__Exercise brief__. Type out the entries below again, character for character.

__Stored data__.
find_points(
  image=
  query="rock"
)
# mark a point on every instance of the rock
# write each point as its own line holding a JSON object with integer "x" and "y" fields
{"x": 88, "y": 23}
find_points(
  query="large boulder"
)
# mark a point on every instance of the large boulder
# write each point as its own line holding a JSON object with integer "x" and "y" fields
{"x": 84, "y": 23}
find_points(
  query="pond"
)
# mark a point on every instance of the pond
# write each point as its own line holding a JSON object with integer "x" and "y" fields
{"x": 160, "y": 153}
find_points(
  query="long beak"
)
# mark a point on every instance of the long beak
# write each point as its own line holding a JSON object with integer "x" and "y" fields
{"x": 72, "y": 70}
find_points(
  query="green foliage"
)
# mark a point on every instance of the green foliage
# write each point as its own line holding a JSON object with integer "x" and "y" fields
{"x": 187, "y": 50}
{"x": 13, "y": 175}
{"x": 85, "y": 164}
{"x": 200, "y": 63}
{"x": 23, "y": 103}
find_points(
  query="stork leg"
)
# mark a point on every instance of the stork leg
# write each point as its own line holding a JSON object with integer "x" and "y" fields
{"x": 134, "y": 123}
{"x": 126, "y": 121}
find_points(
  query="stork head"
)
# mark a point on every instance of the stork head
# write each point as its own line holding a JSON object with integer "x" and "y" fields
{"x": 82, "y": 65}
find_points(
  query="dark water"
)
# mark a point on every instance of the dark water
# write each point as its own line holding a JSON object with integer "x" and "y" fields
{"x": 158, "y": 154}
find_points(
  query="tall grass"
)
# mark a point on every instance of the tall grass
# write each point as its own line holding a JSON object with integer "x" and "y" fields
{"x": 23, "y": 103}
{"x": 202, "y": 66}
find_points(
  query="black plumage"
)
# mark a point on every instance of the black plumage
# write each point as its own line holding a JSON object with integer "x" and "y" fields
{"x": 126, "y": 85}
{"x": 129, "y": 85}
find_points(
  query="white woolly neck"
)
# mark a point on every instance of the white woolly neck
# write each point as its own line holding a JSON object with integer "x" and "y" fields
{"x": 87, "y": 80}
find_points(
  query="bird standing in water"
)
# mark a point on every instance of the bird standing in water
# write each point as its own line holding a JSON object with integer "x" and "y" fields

__Solution to the exercise__.
find_points(
  image=
  query="rock"
)
# mark a point on every instance of the rock
# write each point as its own line holding a JSON object with integer "x" and "y" fields
{"x": 88, "y": 23}
find_points(
  query="large boulder"
)
# mark a point on every instance of the large boulder
# write each point as its own line holding a JSON object with integer "x" and "y" fields
{"x": 84, "y": 23}
find_points(
  query="pond"
)
# mark a point on every instance of the pond
# write each point as its own line holding a JSON object with integer "x" and "y" fields
{"x": 160, "y": 153}
find_points(
  query="long beak"
)
# mark a point on every instance of the long beak
# write each point as its own line holding a JSON object with integer "x" and "y" fields
{"x": 72, "y": 70}
find_points(
  query="green foliage"
)
# mark a point on every instance of the green foliage
# write each point as its own line holding a JSON object with integer "x" and "y" fields
{"x": 187, "y": 50}
{"x": 13, "y": 175}
{"x": 85, "y": 164}
{"x": 200, "y": 63}
{"x": 23, "y": 103}
find_points(
  query="stork leg"
)
# mark a point on every instance of the stork leg
# write each point as its own line holding a JSON object with integer "x" and "y" fields
{"x": 134, "y": 123}
{"x": 126, "y": 121}
find_points(
  query="stork head"
)
# mark a point on every instance of the stork head
# write each point as its own line holding a JSON object with integer "x" and "y" fields
{"x": 82, "y": 65}
find_points(
  query="dark water"
)
# mark a point on every instance of the dark water
# write each point as its own line holding a JSON object with integer "x" and "y" fields
{"x": 158, "y": 154}
find_points(
  query="tall grass"
)
# mark a point on every instance of the tall grass
# write each point as its own line holding a JSON object with integer "x" and "y" fields
{"x": 23, "y": 103}
{"x": 202, "y": 66}
find_points(
  query="black plumage"
)
# mark a point on every instance of the black plumage
# write each point as its own line holding a JSON object with integer "x" and "y" fields
{"x": 126, "y": 85}
{"x": 129, "y": 85}
find_points(
  query="white woolly neck"
)
# mark a point on every instance of the white woolly neck
# write each point as its own line holding a JSON object with integer "x" and "y" fields
{"x": 87, "y": 80}
find_points(
  query="bird standing in water"
)
# mark a point on every instance of the bird standing in water
# write each point as its own line holding a JSON object with integer "x" and "y" fields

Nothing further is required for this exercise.